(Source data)
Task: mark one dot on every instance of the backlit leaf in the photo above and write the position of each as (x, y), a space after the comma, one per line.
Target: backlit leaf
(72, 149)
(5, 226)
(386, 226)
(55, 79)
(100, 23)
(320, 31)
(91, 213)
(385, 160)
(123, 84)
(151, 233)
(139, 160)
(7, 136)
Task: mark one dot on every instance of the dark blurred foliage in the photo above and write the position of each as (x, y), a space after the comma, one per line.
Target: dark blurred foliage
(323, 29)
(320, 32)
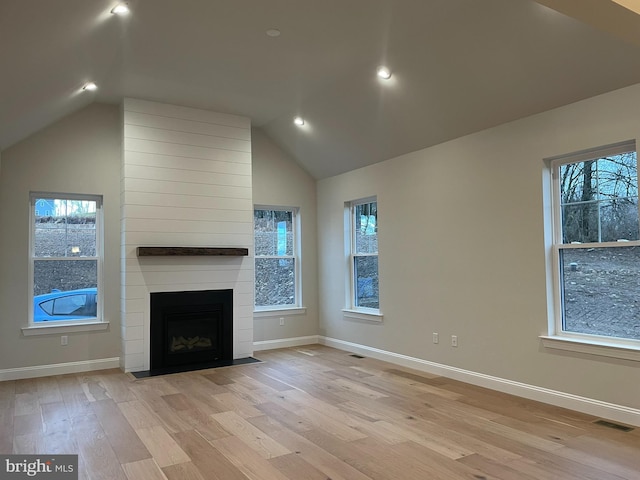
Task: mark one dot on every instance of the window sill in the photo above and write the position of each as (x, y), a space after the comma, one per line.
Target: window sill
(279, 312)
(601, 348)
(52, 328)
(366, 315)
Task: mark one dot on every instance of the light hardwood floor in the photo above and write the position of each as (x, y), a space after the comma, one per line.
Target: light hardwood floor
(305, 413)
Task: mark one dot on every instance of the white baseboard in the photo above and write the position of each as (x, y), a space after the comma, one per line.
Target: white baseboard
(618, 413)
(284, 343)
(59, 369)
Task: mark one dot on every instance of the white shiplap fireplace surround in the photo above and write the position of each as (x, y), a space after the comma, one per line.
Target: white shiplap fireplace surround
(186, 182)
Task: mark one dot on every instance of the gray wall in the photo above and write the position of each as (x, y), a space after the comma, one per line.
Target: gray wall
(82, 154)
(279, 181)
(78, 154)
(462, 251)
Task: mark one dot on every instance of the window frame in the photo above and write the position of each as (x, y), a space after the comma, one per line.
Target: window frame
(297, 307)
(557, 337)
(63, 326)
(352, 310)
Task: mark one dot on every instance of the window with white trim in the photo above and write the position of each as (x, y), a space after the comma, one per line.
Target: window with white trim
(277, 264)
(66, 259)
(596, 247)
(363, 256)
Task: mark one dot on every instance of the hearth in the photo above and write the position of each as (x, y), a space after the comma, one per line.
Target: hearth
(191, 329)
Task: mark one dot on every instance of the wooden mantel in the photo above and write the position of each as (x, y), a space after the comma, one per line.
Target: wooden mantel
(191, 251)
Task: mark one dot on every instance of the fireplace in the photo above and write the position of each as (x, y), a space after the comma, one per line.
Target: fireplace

- Aim of the exercise:
Reproduce the lines above verbatim, from the first through the last, and omit the pictures from your output.

- Result of this task:
Task: mark one dot on every instance of the backlit leaf in the photo above and write the position of each as (x, y), a space after the comma, one per line.
Target: backlit leaf
(72, 149)
(5, 226)
(386, 226)
(55, 79)
(100, 23)
(320, 31)
(91, 213)
(385, 160)
(123, 84)
(151, 233)
(139, 160)
(7, 136)
Task: mark one dot on every instance of the dark blurred foliage in the photo above and write the position of each as (x, y), a space after the comma, one per line.
Target: dark blurred foliage
(323, 29)
(320, 32)
Task: mark one dot on every instance of the window sill in the photo above and write the position of each as (x, y), a space after the comma, one per line.
Target: window sill
(279, 312)
(601, 348)
(52, 328)
(366, 315)
Task: mark one dot on every instance of the light hardwood floor in the photo above and write the position of each as (x, y), a space after the comma, one per line.
Target: light hardwood floor
(305, 413)
Task: mark one dot on every instance of the white baseboard in the photo above and write the position of each as (x, y), a space after the comma, one per line.
Target: white baseboard
(618, 413)
(284, 343)
(59, 369)
Task: mark one dot on every instance of the white shiplap fireplace surround in the photo above and write the position of each as (x, y), a space after the comma, one per line.
Target: white shiplap fireplace surround
(186, 182)
Task: mark one dot on every instance of the gray wall in the photo above and write the position of each as (x, y), a space after the comma, one per line.
Target: gray wall
(82, 154)
(279, 181)
(78, 154)
(462, 251)
Task: mark one dot on every instance of the window frame in the photo above and write the position of each as (x, y), a space after the comma, one per line.
Target: window frame
(297, 307)
(557, 337)
(63, 326)
(352, 310)
Task: mark one dot on every instance of the window with white trim in the photo above and write the position of each as (x, y), a space after the comma, one per line.
Target: window with white trim
(277, 264)
(66, 259)
(596, 247)
(363, 256)
Task: mark one dot on every instance of the hearth in the photo above and write the position of each as (x, y), a space after the comma, one per line.
Target: hearth
(191, 329)
Task: mark one dot on every instance of the wooden mantel in the photo above and write the position of each as (x, y), a space after the comma, one per line.
Target: wooden mantel
(191, 251)
Task: mark one dot on every instance of the fireplace in the photo above and write the position of each as (x, y), a space after the comma, one per line.
Target: fireplace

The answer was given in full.